*Dataset content:*
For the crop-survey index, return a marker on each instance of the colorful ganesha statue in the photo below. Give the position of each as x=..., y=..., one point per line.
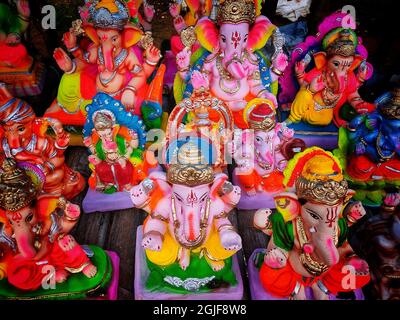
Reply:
--
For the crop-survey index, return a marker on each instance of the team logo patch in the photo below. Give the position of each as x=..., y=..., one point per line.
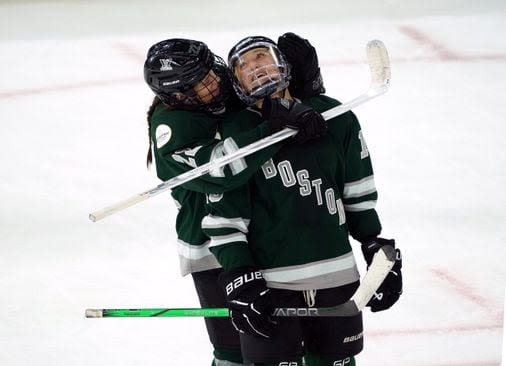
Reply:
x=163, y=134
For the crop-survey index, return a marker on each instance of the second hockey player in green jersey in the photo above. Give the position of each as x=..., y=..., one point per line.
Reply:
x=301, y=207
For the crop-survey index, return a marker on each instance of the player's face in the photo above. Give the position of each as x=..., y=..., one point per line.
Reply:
* * *
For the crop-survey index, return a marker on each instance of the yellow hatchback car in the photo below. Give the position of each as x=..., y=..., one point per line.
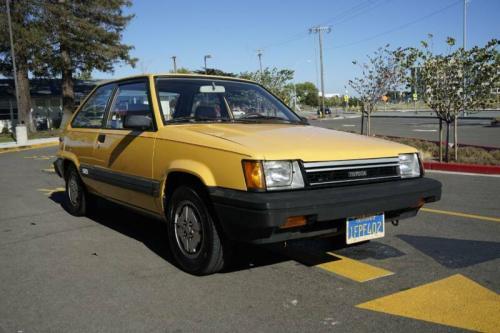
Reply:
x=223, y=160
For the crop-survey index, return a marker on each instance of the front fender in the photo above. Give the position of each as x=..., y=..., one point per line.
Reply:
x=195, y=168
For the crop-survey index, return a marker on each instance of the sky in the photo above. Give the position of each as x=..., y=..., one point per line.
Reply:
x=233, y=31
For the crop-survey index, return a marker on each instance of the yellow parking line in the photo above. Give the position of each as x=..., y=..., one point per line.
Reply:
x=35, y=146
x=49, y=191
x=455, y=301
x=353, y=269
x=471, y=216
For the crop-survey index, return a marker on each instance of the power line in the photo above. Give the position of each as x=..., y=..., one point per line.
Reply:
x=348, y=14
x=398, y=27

*About this task:* When a line in the records above holds "below", that line is to be reported.

*Exercise result:*
For the crop-survey index, return a marker on each instance of the colorful ganesha statue in the photo below. Give the position of each as x=..., y=..., one point per line.
For the crop-survey index, return a marker on each instance of the team logo patch in the photo below. Give the position of each as x=..., y=..., one point per line.
For the crop-survey index, return a marker on each instance of the yellow hatchback car in the photo below. Give the position of each as x=..., y=..., one point per line.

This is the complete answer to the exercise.